- _DEINE AUFGABE_:
Gib alles vom Beginn der Zeilen bis hinunter zu der Zeile mit „210 97 L 211“ wortgetreu wieder, beide Enden eingeschlossen. Lass dabei die Bilder weg.
● ● ● ● ●
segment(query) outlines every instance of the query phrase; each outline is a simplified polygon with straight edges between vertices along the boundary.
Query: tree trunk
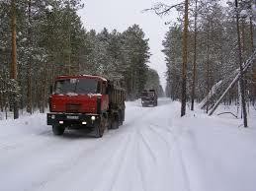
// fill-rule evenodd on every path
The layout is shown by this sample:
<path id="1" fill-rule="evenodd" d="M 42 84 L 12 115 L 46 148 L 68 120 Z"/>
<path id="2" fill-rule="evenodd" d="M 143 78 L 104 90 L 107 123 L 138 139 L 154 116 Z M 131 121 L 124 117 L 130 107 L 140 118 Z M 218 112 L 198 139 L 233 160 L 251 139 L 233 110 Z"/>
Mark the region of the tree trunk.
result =
<path id="1" fill-rule="evenodd" d="M 210 97 L 211 97 L 211 91 L 210 91 L 210 58 L 209 58 L 209 54 L 210 54 L 210 42 L 209 42 L 209 29 L 208 29 L 208 32 L 207 32 L 207 93 L 210 93 Z M 208 113 L 208 110 L 209 110 L 209 104 L 207 104 L 207 113 Z"/>
<path id="2" fill-rule="evenodd" d="M 191 110 L 194 110 L 195 88 L 196 88 L 196 73 L 197 73 L 197 19 L 198 19 L 198 0 L 196 0 L 195 8 L 195 33 L 194 33 L 194 62 L 193 62 L 193 82 L 192 82 L 192 96 L 191 96 Z"/>
<path id="3" fill-rule="evenodd" d="M 185 0 L 185 17 L 184 17 L 184 32 L 183 32 L 183 56 L 182 56 L 183 64 L 182 64 L 181 116 L 184 116 L 186 114 L 188 27 L 189 27 L 189 0 Z"/>
<path id="4" fill-rule="evenodd" d="M 31 0 L 29 0 L 29 27 L 28 27 L 28 47 L 32 47 L 32 29 L 31 29 Z M 29 63 L 28 63 L 28 102 L 27 102 L 27 112 L 32 114 L 32 54 L 29 55 Z"/>
<path id="5" fill-rule="evenodd" d="M 238 9 L 238 2 L 235 0 L 236 10 Z M 239 29 L 239 13 L 236 11 L 236 30 L 237 30 L 237 42 L 238 42 L 238 62 L 240 68 L 240 88 L 241 88 L 241 98 L 242 98 L 242 111 L 243 111 L 243 125 L 244 127 L 248 127 L 247 125 L 247 112 L 245 105 L 245 90 L 244 90 L 244 74 L 242 67 L 242 52 L 241 52 L 241 39 L 240 39 L 240 29 Z"/>
<path id="6" fill-rule="evenodd" d="M 16 45 L 16 2 L 12 0 L 11 2 L 12 10 L 12 63 L 10 70 L 10 77 L 17 82 L 17 45 Z M 13 103 L 14 103 L 14 119 L 19 118 L 19 104 L 17 100 L 17 87 L 15 87 L 13 94 Z"/>

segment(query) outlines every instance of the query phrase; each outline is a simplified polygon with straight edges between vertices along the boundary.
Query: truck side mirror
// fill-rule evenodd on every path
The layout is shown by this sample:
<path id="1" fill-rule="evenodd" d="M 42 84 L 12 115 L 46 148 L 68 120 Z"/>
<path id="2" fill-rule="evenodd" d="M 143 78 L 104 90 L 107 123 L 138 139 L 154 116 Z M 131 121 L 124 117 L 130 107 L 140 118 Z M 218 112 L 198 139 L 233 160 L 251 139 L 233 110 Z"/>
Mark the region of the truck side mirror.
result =
<path id="1" fill-rule="evenodd" d="M 49 87 L 49 93 L 50 93 L 50 95 L 52 95 L 52 93 L 53 93 L 53 87 L 52 87 L 52 85 L 50 85 L 50 87 Z"/>

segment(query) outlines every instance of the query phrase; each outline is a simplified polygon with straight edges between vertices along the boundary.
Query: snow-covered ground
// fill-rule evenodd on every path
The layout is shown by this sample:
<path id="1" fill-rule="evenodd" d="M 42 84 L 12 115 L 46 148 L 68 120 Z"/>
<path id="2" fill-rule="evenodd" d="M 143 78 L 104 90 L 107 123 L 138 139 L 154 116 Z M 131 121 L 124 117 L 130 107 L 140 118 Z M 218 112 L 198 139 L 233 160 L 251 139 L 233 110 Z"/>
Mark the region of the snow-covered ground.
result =
<path id="1" fill-rule="evenodd" d="M 45 114 L 0 121 L 1 191 L 255 191 L 256 111 L 189 112 L 160 99 L 128 102 L 126 122 L 102 139 L 55 137 Z"/>

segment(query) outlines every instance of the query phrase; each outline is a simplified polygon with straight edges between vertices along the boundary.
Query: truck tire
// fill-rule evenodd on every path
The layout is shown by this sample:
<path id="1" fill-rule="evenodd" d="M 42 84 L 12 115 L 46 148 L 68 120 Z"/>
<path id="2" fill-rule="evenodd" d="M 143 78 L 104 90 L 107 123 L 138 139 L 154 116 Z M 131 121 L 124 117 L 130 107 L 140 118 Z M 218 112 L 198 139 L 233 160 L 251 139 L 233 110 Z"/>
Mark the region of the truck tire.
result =
<path id="1" fill-rule="evenodd" d="M 119 126 L 123 125 L 123 112 L 122 110 L 119 111 Z"/>
<path id="2" fill-rule="evenodd" d="M 52 125 L 52 132 L 54 135 L 63 135 L 65 131 L 65 127 L 60 126 L 60 125 Z"/>

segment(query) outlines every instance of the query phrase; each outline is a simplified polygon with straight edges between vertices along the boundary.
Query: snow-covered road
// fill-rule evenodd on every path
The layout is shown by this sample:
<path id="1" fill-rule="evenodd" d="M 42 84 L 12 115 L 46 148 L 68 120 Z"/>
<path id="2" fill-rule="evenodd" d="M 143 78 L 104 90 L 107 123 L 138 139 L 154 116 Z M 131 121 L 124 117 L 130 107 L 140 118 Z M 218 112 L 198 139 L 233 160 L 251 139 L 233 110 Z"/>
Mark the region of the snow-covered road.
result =
<path id="1" fill-rule="evenodd" d="M 43 114 L 0 121 L 0 191 L 255 191 L 256 128 L 239 133 L 237 119 L 203 113 L 180 119 L 179 109 L 128 102 L 124 125 L 102 139 L 55 137 Z"/>

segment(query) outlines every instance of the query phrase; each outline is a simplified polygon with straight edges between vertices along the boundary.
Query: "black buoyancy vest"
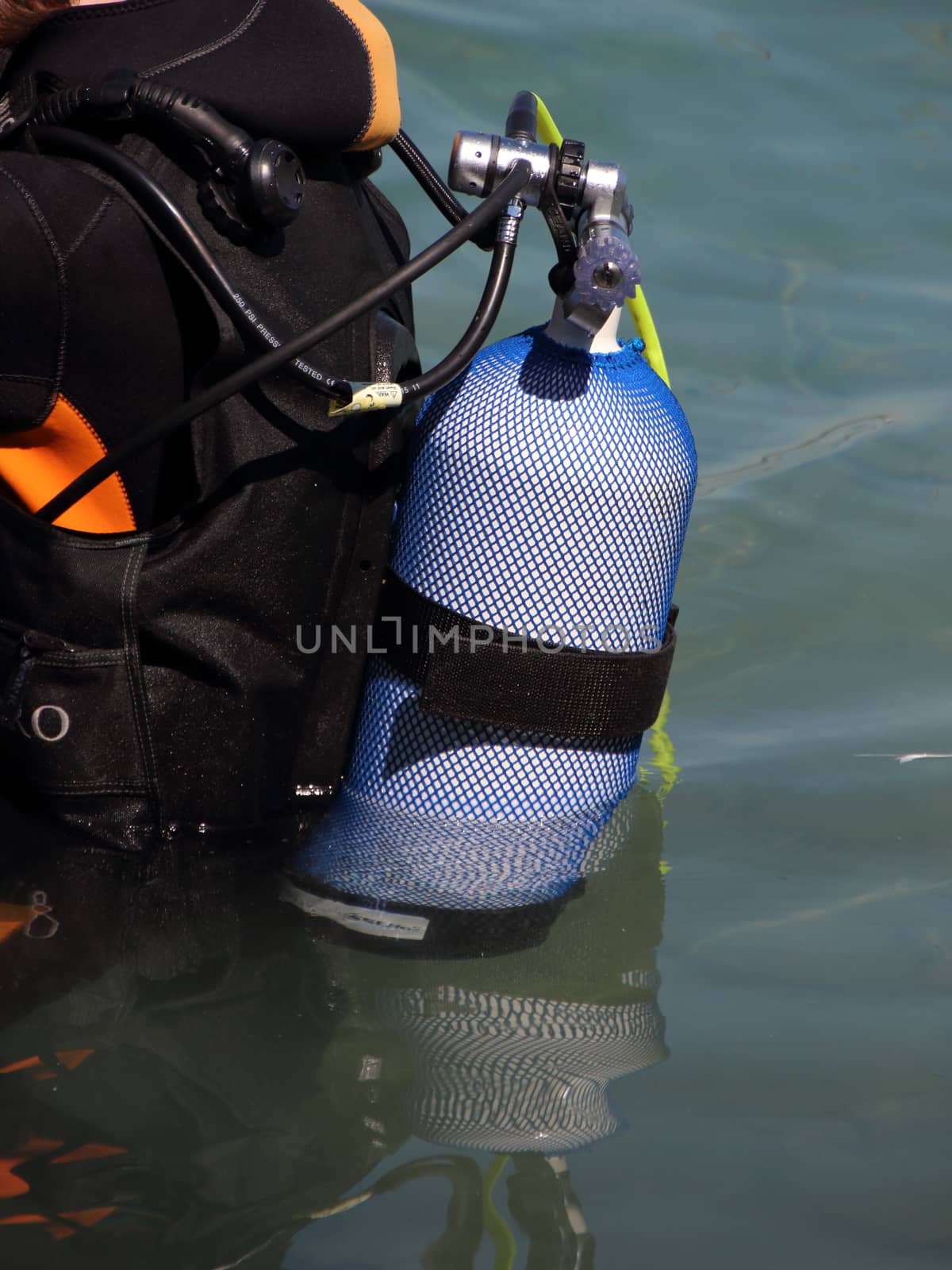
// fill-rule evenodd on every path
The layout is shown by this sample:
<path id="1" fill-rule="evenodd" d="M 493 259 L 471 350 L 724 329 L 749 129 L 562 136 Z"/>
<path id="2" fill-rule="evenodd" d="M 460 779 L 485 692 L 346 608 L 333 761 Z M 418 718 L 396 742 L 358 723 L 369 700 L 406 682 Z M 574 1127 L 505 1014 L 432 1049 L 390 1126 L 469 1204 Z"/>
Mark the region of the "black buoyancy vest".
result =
● ● ● ● ●
- _GELÖSTE AUFGABE_:
segment(query) outlines every instance of the query phrase; each outline is a simplified polygon with straight edges between vertices along the boundary.
Query: tree trunk
// fill-rule evenodd on every path
The layout is shown by this sample:
<path id="1" fill-rule="evenodd" d="M 42 84 L 12 115 L 46 148 L 68 120 Z"/>
<path id="2" fill-rule="evenodd" d="M 143 78 L 104 90 L 107 123 L 138 139 L 154 116 Z M 131 121 L 124 117 L 130 107 L 140 118 Z M 218 112 L 198 139 L 233 160 L 251 139 L 233 110 Z"/>
Mark the region of the tree trunk.
result =
<path id="1" fill-rule="evenodd" d="M 210 97 L 211 97 L 211 91 L 210 91 L 210 58 L 209 58 L 209 54 L 210 54 L 210 42 L 209 42 L 209 29 L 208 29 L 208 32 L 207 32 L 207 93 L 210 93 Z M 208 113 L 208 110 L 209 110 L 209 104 L 207 104 L 207 113 Z"/>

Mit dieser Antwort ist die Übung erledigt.